** GOAL OF THE EXERCISE **
Copy each entry exactly, leaving nothing out.

** DATA RECORDS **
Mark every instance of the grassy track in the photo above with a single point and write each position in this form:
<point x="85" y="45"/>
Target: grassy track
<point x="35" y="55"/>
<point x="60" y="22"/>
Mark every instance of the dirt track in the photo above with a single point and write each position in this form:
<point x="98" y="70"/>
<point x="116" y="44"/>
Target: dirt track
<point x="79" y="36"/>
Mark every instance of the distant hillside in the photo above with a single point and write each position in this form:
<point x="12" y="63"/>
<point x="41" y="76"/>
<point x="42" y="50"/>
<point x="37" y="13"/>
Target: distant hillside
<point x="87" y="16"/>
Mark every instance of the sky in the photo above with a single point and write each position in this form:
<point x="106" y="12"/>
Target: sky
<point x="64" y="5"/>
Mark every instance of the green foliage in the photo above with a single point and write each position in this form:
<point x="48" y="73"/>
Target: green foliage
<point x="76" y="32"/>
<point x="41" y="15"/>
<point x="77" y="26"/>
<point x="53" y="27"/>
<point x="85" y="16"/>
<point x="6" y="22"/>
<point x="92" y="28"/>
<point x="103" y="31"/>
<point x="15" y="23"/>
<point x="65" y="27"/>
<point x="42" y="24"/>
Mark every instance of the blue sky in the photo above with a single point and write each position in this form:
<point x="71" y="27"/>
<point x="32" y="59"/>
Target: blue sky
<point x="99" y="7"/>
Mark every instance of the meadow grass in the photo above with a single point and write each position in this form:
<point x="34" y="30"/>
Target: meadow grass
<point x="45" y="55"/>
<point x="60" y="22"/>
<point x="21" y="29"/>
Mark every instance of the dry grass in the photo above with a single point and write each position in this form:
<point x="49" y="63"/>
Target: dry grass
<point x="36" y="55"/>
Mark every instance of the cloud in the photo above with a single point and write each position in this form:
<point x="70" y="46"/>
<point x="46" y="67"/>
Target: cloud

** TASK OUTPUT **
Mark every instance of the grassy track in the photo above with a single point and write each position in this form:
<point x="85" y="45"/>
Target: grassy track
<point x="35" y="55"/>
<point x="60" y="22"/>
Mark every instance of the dirt track in the photo above with a single point and write each position in this form:
<point x="98" y="70"/>
<point x="116" y="44"/>
Target: dirt track
<point x="79" y="36"/>
Mark every instance of the distant hillside in the photo above with a single point and write each position in this form:
<point x="12" y="63"/>
<point x="41" y="76"/>
<point x="42" y="50"/>
<point x="37" y="13"/>
Target: distant hillside
<point x="87" y="16"/>
Mark every instance of the sky in the photo above with a single point and write each position in this form:
<point x="106" y="12"/>
Target: sky
<point x="64" y="5"/>
Mark every instance of the green foliage in the photo above with a single point and write each position in this form:
<point x="48" y="73"/>
Target: green foliage
<point x="76" y="32"/>
<point x="41" y="15"/>
<point x="77" y="26"/>
<point x="53" y="27"/>
<point x="85" y="16"/>
<point x="6" y="22"/>
<point x="92" y="28"/>
<point x="103" y="31"/>
<point x="15" y="23"/>
<point x="65" y="27"/>
<point x="42" y="24"/>
Mark every instance of the blue sky in the photo above with a single point and write each position in this form:
<point x="71" y="27"/>
<point x="32" y="59"/>
Target: blue sky
<point x="99" y="7"/>
Mark every instance of the meadow grass in the photo above with a single point and write each position in this form:
<point x="34" y="30"/>
Target: meadow grass
<point x="45" y="55"/>
<point x="60" y="22"/>
<point x="21" y="29"/>
Mark every instance of the dry grass in the photo above with a single point and write each position in this form:
<point x="49" y="63"/>
Target: dry grass
<point x="36" y="55"/>
Mark every instance of the cloud in the photo above with a single point and write each position in this form:
<point x="70" y="46"/>
<point x="46" y="67"/>
Target: cloud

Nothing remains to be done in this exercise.